Die entscheidende Hürde ist und bleibt auch perspektivisch über alle Domänen hinweg das juristische Management von Forschungsdaten und Forschungsdatenpublikationen. Ein Rechtemanagement kann zwangsläufig nur vor dem Hintergrund aktueller Rechtslagen gestaltet werden. Diese ändern sich jedoch in der Zeit. Für die Langzeitverfügbarhaltung von Forschungsdaten – ebenso vermutlich auch für andere digitale Publikationsinhalte – sind Workflows und Lösungen zu entwickeln, die die Vereinbarkeit der Publikationen mit den jeweils geltenden Rechtslagen absichern. Eine standardisierte Lösung kann es nur temporär geben, weshalb Dörte Schmidt nachdrücklich für ein “flexibles Rechtemanagement” warb, das auch im Konsortium NFDI4Culture so berücksichtigt werden soll.

Aufgabe A:
Beantworte zum Textauszug über das Rechtemanagement von Forschungsdaten diese Fragen:
(i) Was ist die entscheidende Hürde über alle Domänen hinweg?
(ii) Vor welchem Hintergrund kann ein Rechtemanagement zwangsläufig nur gestaltet werden?
(iii) Wofür warb Dörte Schmidt nachdrücklich?
Aufgabe B:
Gib den Abschnitt der Datensätze von der Zeile, die „of the window“ enthält, bis einschließlich zum Ende der Datensätze als Markdown-Tabelle mit den Spalten „Nummer“ und „Zeile“ wieder. Leere Zeilen lässt du weg.
Der Textauszug und die Datensätze sind voneinander unabhängiges Material.

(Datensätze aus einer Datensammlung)
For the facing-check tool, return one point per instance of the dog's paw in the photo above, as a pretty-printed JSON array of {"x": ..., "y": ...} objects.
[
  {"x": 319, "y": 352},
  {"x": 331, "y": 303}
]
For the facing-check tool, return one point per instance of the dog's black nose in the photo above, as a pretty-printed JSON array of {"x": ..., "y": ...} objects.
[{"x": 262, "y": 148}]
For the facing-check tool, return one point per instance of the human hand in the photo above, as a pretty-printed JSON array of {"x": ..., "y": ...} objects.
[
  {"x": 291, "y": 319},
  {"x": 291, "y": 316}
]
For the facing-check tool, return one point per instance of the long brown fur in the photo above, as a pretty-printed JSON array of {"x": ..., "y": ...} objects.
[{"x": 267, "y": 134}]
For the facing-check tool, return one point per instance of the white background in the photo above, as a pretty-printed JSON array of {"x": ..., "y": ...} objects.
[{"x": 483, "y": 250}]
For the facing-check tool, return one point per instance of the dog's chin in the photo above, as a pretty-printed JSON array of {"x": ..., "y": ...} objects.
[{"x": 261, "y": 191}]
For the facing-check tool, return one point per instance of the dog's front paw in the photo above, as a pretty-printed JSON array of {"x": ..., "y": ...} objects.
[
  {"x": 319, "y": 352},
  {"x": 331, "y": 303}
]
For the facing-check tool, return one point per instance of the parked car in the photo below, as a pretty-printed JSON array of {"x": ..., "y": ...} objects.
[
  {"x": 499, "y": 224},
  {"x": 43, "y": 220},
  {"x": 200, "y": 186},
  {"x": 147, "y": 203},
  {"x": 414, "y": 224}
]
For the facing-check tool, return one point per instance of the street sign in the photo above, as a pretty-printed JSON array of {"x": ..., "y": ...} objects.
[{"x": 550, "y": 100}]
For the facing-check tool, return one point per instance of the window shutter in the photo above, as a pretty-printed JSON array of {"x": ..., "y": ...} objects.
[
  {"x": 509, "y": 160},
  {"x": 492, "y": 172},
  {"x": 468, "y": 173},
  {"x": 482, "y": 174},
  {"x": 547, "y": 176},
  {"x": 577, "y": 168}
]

Antwort A:
(i) Das juristische Management von Forschungsdaten und Forschungsdatenpublikationen.
(ii) Vor dem Hintergrund aktueller Rechtslagen.
(iii) Für ein „flexibles Rechtemanagement“.

Antwort B:
| Nummer | Zeile |
|---|---|
| 1 | For the facing-check tool, return one point per instance of the window shutter in the photo above, as a pretty-printed JSON array of {"x": ..., "y": ...} objects. |
| 2 | [ |
| 3 |   {"x": 509, "y": 160}, |
| 4 |   {"x": 492, "y": 172}, |
| 5 |   {"x": 468, "y": 173}, |
| 6 |   {"x": 482, "y": 174}, |
| 7 |   {"x": 547, "y": 176}, |
| 8 |   {"x": 577, "y": 168} |
| 9 | ] |